**EXERCISE:**
Print the portion of the text on spinal canal stenosis starting at "Increased reflexes on" and ending at "2% of patients.", reproducing it word for word.

**EXTRACT PROVIDED:**
────────────────

Spinal canal stenosis is the narrowing of the spinal canal (the passageway that houses the spinal cord) located just behind the vertebrae, which squeezes the spinal cord (at various levels) as well as the nerve roots. Patients with this problem may have weakness, tingling, and numbness in their arms and/or hands. In more serious cases, loss of function and gait disturbance may be observed.

If the spinal cord compression is severe, patients may have symptoms such as difficulty or inability to do certain activities that require fine motor skills (inability to button up shirts or tie shoelaces). In cases where the disease also affects the legs, patients may become incapable of walking unaided or may have a spastic gait as well as urinary and fecal incontinence.

Increased reflexes on the arms and legs, loss of sense and strength in the hands and legs may be detected during examinations of patients. In addition, a group of abnormal findings called pathological reflexes in the hands and feet can be seen. Several or all of the mentioned findings can be found in a patient.

Deteriorations in the form of attacks in the cervical canal are seen more frequently. Patients feel comfortable or have few symptoms during the interim periods of such attacks. A very slow progression is observed in 25% of patients, while on the other hand, a sudden deterioration is seen in 2% of patients.

Diagnostic Methods

Alignment and radiological anatomical structures of the cervical vertebrae, diameter of the canals from where the nerve roots extend, degenerative changes, whether there are any vertebral slippage and the anatomical relationship of the cervical vertebrae and the head region are evaluated with a directed graph. Computed tomography of the cervical vertebrae or their computed tomography 3D reconstruction provides more detailed information about these. 3-D images also help defining (in a visual sense) the inner structure of spinal cord canal in more detail. Computerized cervical spinal cord tomography is also required for performing measurements intended for determining the extent to which the fixating systems such as screws and plates (sometimes need be used in surgical operations) will be used. However, the gold standard diagnostic method in recent years is to examine the region with magnetic resonance imaging. Magnetic resonance imaging (MRI) is an indispensable diagnostic method for evaluating the disc structures located in the intervertebral distances, the facet joints connecting the vertebrae to one another, the connective structures keeping the vertebrae together, the spinal cord as well as the anatomical condition of the nerve roots extending from it. The spinal cord injury (myelopathy) seen during this examination can be considered to be a sign that the disease has progressed to a considerable extent.

────────────────

**THE DATA:**
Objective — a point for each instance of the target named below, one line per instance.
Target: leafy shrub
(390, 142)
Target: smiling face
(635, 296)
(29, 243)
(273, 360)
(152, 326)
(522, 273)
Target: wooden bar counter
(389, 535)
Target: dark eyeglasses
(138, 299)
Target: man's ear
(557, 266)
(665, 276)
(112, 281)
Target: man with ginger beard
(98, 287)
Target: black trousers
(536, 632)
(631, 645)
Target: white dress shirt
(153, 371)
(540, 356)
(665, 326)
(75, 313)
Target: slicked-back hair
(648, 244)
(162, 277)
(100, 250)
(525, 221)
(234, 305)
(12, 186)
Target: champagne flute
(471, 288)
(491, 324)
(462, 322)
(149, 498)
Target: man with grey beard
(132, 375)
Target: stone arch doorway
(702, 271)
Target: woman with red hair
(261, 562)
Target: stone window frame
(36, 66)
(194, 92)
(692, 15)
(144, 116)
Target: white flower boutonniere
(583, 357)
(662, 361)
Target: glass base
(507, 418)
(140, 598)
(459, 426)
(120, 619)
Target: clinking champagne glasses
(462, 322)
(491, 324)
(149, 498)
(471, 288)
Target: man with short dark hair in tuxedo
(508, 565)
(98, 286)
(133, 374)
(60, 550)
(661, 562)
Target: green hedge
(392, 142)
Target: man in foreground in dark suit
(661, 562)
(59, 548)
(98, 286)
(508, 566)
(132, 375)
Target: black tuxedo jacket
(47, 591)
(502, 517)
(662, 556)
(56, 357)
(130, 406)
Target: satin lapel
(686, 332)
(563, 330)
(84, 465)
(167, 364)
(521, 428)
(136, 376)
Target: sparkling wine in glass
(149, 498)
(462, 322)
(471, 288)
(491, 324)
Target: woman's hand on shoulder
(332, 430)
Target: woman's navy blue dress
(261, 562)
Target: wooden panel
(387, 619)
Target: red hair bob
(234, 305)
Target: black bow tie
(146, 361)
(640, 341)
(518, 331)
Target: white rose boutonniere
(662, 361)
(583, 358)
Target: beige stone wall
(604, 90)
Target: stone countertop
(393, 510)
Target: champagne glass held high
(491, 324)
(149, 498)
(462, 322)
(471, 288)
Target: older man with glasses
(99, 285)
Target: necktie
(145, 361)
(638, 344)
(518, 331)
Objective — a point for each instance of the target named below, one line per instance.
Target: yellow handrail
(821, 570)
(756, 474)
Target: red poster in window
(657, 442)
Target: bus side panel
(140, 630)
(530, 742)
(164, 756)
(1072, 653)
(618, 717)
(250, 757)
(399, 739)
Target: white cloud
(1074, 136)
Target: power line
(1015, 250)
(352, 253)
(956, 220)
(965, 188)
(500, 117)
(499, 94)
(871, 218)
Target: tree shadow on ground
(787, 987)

────────────────

**TASK SOLUTION:**
Increased reflexes on the arms and legs, loss of sense and strength in the hands and legs may be detected during examinations of patients. In addition, a group of abnormal findings called pathological reflexes in the hands and feet can be seen. Several or all of the mentioned findings can be found in a patient.

Deteriorations in the form of attacks in the cervical canal are seen more frequently. Patients feel comfortable or have few symptoms during the interim periods of such attacks. A very slow progression is observed in 25% of patients, while on the other hand, a sudden deterioration is seen in 2% of patients.